▶ _DATA SUPPLIED_
<<<<

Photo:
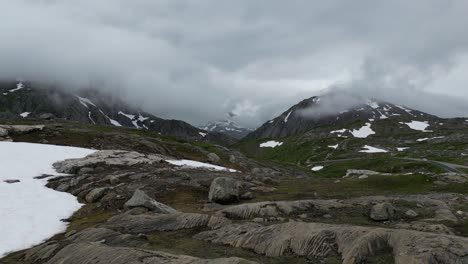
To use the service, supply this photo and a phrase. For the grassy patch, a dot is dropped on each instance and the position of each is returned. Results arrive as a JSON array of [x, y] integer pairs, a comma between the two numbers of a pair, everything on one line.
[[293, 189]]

>>>>
<<<<

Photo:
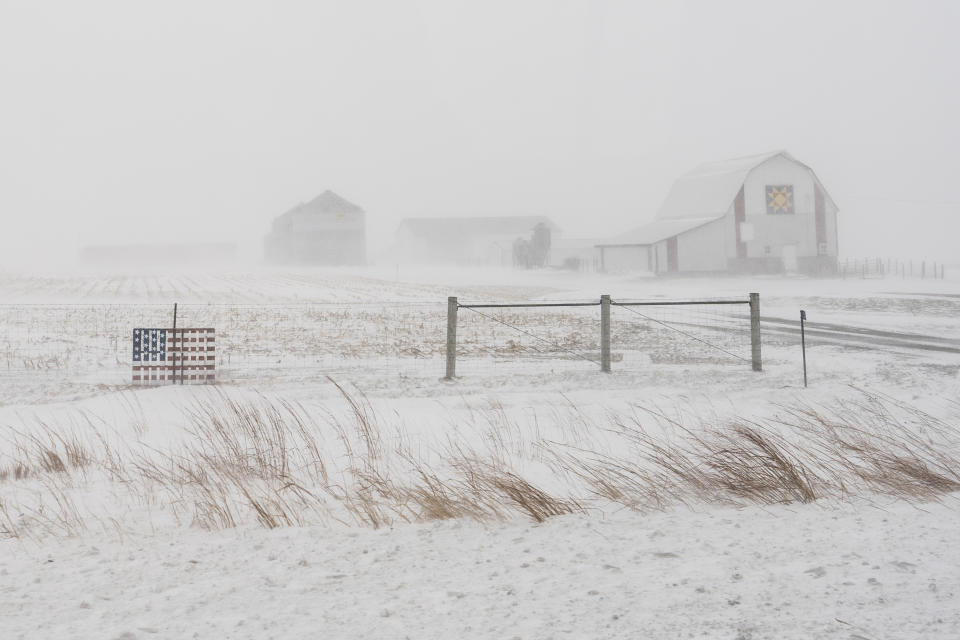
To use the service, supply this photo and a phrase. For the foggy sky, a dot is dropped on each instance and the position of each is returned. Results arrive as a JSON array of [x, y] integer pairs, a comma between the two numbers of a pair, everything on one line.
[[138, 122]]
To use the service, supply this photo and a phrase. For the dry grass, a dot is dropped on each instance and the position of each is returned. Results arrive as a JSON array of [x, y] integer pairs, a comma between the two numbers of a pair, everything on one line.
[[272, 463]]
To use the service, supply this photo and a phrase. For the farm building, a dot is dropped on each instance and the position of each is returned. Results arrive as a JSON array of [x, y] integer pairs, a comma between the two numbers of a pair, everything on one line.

>>>>

▶ _SHORT TASK_
Reproduce word for word the stretch from the line containing "For the dry" through the line containing "For the farm", including both of those lines.

▶ _TASK RESULT_
To use the service, supply this photo and a phrase. For the dry grass, a dot is dropped on each instance and the position of each is returned. Results arrive as a JSON array of [x, y] integer pairs, a comma between the two numbers of a pair, everything on one line.
[[272, 463]]
To use the service, supply this photo and a phrase. For the farm building, a dot is dropped on each instance and the position of each is returned. Results arrive as a JSON array of [x, y] integer pairs, a comma between the two numbers of a pair, everything on one line.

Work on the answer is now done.